Data for processing
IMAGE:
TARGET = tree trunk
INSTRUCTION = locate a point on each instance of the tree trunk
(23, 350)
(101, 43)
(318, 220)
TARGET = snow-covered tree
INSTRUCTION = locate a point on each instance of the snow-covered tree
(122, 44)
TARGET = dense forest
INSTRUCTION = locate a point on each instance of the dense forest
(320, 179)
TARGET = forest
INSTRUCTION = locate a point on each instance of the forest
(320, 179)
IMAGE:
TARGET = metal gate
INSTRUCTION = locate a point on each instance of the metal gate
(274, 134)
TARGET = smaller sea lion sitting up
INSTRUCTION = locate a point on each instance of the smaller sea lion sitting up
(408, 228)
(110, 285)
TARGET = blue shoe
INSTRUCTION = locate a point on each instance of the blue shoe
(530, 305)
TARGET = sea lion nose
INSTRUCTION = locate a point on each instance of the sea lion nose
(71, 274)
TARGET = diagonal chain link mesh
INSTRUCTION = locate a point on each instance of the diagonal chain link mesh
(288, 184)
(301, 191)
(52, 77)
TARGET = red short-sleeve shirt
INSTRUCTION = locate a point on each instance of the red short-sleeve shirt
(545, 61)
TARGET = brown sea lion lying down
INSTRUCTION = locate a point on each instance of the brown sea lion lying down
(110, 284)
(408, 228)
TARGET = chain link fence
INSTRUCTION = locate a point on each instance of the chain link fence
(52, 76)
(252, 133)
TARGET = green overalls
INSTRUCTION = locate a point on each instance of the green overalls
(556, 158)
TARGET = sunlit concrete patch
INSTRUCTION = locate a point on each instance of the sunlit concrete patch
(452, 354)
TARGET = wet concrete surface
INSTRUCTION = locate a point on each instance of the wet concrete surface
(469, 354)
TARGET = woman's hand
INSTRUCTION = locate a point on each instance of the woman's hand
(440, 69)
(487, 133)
==
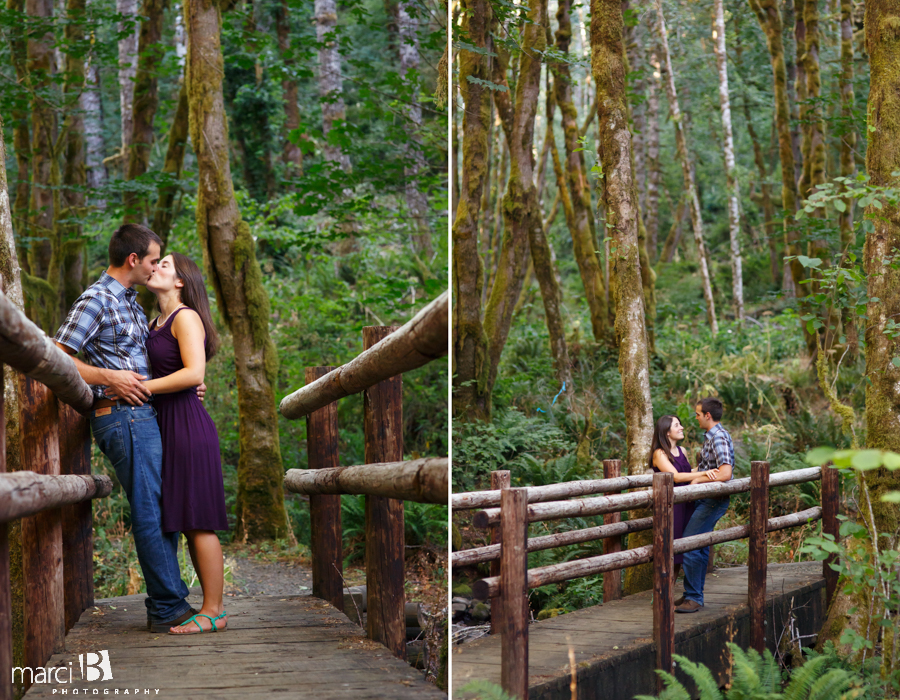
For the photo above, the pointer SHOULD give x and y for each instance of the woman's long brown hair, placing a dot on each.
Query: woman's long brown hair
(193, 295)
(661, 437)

To do
From the material above, set down exactly the lines between the line holding "INSTRUCTION = locate a point on each instance of the smaller" and the line holding "TARGET = chain link fence", inclusive. Include nothing else.

Task output
INSTRUCTION = locate a point on each instance of the smaller sea lion sitting up
(408, 228)
(110, 285)
TARGET = blue shoe
INSTRUCTION = locate a point on each instance of the blue shoe
(530, 305)
TARGET = sea lion nose
INSTRUCTION = locate a point on each instance of the sea lion nose
(71, 274)
TARGET = diagonal chain link mesh
INSTRUCTION = locate a point on each instance of the diagonal chain link mesh
(288, 184)
(301, 191)
(52, 77)
TARGET = red short-sleeve shirt
INSTRUCTION = locate a point on each instance of the red short-sleeve shirt
(545, 61)
TARGET = brown sea lion lying down
INSTRUCTION = locate a point on each instance of the brown sea lion lying down
(110, 284)
(408, 228)
TARGET = chain link fence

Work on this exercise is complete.